**Exercise**. Each line from the one containing "of the flat" to the end of the data must be copied exactly, the first and last included; no other lines and no pictures belong in the copy.

[Provided records — start]

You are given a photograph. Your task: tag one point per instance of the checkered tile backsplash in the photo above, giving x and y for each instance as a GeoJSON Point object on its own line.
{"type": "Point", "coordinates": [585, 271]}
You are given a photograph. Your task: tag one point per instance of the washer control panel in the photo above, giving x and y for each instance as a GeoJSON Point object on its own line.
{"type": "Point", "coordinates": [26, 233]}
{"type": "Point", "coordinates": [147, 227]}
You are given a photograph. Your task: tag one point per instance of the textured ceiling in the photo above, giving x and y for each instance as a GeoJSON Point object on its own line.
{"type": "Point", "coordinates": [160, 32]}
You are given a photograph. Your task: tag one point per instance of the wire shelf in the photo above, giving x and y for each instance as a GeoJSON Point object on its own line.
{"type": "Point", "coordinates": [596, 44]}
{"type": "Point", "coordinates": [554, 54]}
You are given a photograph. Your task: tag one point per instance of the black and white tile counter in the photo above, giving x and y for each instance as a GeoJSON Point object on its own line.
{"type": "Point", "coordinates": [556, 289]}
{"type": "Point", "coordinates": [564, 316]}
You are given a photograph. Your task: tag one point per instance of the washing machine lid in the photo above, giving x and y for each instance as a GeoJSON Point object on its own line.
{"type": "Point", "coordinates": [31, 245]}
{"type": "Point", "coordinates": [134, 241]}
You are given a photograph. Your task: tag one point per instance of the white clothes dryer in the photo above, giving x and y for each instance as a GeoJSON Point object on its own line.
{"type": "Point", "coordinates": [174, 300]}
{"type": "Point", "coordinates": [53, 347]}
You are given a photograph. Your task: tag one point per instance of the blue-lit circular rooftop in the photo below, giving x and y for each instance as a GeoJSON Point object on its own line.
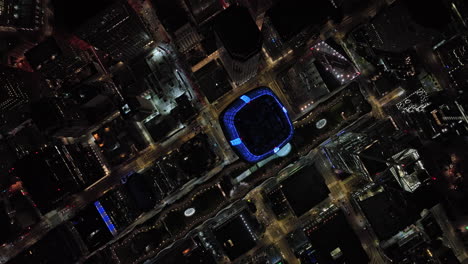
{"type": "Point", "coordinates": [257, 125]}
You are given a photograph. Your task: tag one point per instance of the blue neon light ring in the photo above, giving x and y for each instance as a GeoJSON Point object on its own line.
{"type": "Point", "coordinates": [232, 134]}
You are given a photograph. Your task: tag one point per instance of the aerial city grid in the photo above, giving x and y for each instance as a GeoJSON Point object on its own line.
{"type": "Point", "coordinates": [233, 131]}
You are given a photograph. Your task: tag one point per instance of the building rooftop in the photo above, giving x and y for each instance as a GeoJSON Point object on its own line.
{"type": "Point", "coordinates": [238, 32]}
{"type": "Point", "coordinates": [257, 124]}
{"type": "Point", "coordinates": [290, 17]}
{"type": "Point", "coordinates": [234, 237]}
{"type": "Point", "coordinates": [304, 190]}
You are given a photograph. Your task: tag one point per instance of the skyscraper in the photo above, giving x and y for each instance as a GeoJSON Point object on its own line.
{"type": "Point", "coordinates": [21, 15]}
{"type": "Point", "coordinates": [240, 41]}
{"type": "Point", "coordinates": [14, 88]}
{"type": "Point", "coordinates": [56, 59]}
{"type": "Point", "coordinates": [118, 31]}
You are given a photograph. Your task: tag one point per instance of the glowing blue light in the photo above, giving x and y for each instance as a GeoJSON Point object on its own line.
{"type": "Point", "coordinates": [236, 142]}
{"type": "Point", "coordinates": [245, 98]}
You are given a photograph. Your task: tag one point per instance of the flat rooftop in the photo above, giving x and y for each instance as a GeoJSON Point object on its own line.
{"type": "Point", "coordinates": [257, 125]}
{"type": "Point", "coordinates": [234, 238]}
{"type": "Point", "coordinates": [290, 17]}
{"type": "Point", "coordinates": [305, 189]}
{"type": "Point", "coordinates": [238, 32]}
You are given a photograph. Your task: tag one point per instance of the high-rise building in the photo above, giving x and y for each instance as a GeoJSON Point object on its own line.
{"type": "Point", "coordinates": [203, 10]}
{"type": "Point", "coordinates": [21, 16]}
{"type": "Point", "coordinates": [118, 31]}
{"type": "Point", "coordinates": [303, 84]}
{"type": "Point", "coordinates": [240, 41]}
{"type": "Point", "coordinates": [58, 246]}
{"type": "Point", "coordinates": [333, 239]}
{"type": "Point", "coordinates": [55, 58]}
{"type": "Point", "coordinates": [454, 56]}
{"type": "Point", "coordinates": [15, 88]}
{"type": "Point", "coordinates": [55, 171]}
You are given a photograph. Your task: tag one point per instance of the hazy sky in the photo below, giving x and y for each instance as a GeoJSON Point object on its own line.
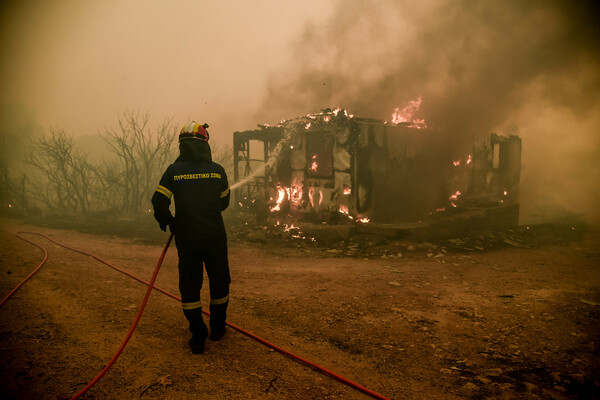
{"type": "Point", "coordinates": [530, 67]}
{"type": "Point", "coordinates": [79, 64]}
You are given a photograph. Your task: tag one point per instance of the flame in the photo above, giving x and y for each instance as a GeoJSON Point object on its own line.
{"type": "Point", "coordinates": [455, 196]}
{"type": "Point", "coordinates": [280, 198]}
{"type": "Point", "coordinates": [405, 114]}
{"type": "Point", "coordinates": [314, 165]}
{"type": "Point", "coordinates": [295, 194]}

[Provided records — finish]

**Answer box**.
You are given a photograph. Your task: tag one point per instance of the flat rooftop in the photo above, giving x and y for each instance as a GeoJSON Point object on its own line.
{"type": "Point", "coordinates": [257, 125]}
{"type": "Point", "coordinates": [234, 238]}
{"type": "Point", "coordinates": [290, 17]}
{"type": "Point", "coordinates": [305, 189]}
{"type": "Point", "coordinates": [238, 32]}
You are given a photograph. Your task: tag one point per instance of the high-rise building in the photo above, giving x and y for each instance as a GeoJSON Point object on its own line.
{"type": "Point", "coordinates": [203, 10]}
{"type": "Point", "coordinates": [21, 16]}
{"type": "Point", "coordinates": [118, 31]}
{"type": "Point", "coordinates": [303, 84]}
{"type": "Point", "coordinates": [240, 41]}
{"type": "Point", "coordinates": [58, 246]}
{"type": "Point", "coordinates": [333, 239]}
{"type": "Point", "coordinates": [55, 58]}
{"type": "Point", "coordinates": [454, 56]}
{"type": "Point", "coordinates": [15, 88]}
{"type": "Point", "coordinates": [55, 171]}
You are given a photograph. Your task: tag one point per instance of the hazy sky in the photo below, giving x and y for each instance as a GeoJSON Point object on its own line.
{"type": "Point", "coordinates": [530, 67]}
{"type": "Point", "coordinates": [79, 64]}
You are given a photograph. Your task: tag one point per instance of the flame in the photo above, giving x and y for each instance as a GeoJSON Point object on its own line.
{"type": "Point", "coordinates": [455, 196]}
{"type": "Point", "coordinates": [280, 198]}
{"type": "Point", "coordinates": [405, 114]}
{"type": "Point", "coordinates": [314, 165]}
{"type": "Point", "coordinates": [295, 194]}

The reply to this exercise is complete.